Spatial localization data =

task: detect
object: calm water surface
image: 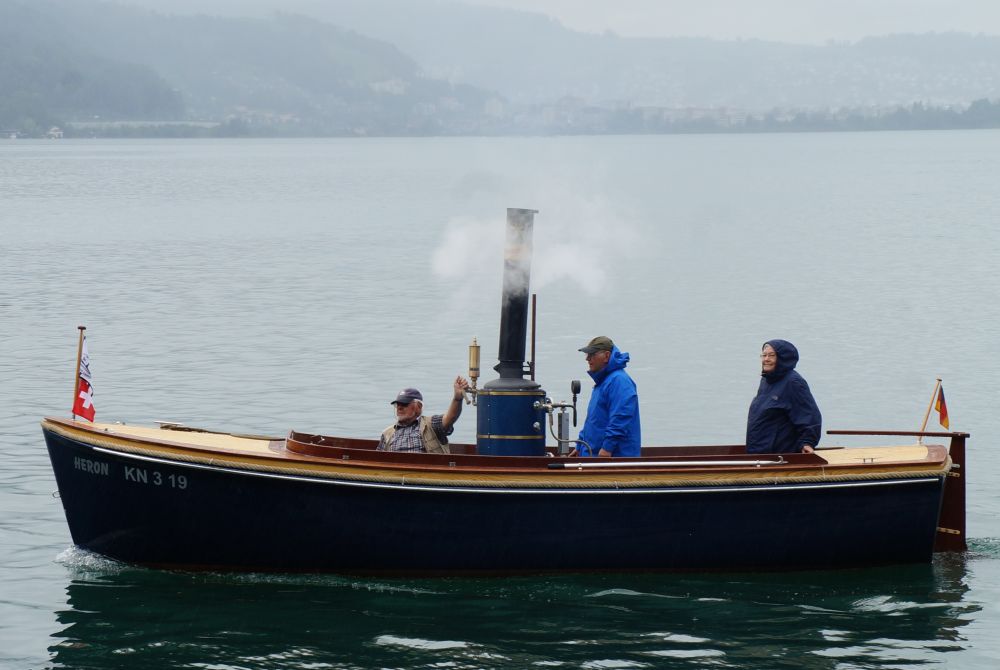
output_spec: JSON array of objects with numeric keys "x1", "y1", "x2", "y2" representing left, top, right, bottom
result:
[{"x1": 2, "y1": 133, "x2": 999, "y2": 668}]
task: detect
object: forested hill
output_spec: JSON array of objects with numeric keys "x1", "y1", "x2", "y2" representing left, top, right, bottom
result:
[
  {"x1": 130, "y1": 0, "x2": 1000, "y2": 110},
  {"x1": 0, "y1": 1, "x2": 183, "y2": 132},
  {"x1": 0, "y1": 0, "x2": 494, "y2": 135},
  {"x1": 6, "y1": 0, "x2": 1000, "y2": 137}
]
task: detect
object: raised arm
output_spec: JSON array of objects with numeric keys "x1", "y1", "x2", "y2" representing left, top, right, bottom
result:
[{"x1": 442, "y1": 375, "x2": 471, "y2": 431}]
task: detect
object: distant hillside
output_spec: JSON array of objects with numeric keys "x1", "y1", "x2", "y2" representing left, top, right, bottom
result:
[
  {"x1": 0, "y1": 1, "x2": 183, "y2": 133},
  {"x1": 292, "y1": 1, "x2": 1000, "y2": 109},
  {"x1": 130, "y1": 0, "x2": 1000, "y2": 110},
  {"x1": 6, "y1": 0, "x2": 1000, "y2": 137},
  {"x1": 0, "y1": 0, "x2": 497, "y2": 136}
]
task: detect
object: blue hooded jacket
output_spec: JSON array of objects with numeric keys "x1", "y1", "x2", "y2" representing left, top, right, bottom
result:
[
  {"x1": 746, "y1": 339, "x2": 822, "y2": 454},
  {"x1": 578, "y1": 346, "x2": 641, "y2": 457}
]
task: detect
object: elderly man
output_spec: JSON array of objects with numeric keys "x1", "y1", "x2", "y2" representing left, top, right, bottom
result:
[
  {"x1": 746, "y1": 340, "x2": 822, "y2": 454},
  {"x1": 571, "y1": 335, "x2": 641, "y2": 457},
  {"x1": 377, "y1": 376, "x2": 470, "y2": 454}
]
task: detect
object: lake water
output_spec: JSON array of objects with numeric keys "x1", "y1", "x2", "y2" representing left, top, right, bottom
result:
[{"x1": 2, "y1": 133, "x2": 999, "y2": 668}]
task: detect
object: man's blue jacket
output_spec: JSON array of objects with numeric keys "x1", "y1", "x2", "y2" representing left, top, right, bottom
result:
[
  {"x1": 746, "y1": 339, "x2": 822, "y2": 454},
  {"x1": 579, "y1": 346, "x2": 641, "y2": 457}
]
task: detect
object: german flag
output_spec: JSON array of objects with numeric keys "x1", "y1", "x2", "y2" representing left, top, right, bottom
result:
[{"x1": 935, "y1": 387, "x2": 950, "y2": 429}]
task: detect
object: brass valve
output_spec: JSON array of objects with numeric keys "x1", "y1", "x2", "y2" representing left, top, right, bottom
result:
[{"x1": 466, "y1": 337, "x2": 480, "y2": 405}]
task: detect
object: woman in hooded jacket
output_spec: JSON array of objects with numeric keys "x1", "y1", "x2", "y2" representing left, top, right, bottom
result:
[{"x1": 746, "y1": 339, "x2": 822, "y2": 454}]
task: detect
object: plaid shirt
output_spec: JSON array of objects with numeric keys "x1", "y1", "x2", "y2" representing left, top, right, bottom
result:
[{"x1": 378, "y1": 414, "x2": 451, "y2": 452}]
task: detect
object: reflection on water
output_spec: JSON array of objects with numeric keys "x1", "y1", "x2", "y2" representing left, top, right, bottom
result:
[{"x1": 49, "y1": 552, "x2": 980, "y2": 670}]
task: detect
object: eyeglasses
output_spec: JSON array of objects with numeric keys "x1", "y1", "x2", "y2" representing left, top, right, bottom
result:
[
  {"x1": 760, "y1": 353, "x2": 777, "y2": 360},
  {"x1": 585, "y1": 351, "x2": 608, "y2": 360}
]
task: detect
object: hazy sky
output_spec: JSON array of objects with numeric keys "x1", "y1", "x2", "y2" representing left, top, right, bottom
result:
[{"x1": 465, "y1": 0, "x2": 1000, "y2": 43}]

Exercise objective =
Your task is to gather all lines from the entries above that hold the word "hooded".

Answer to the problem =
object: blue hooded jacket
object: woman in hooded jacket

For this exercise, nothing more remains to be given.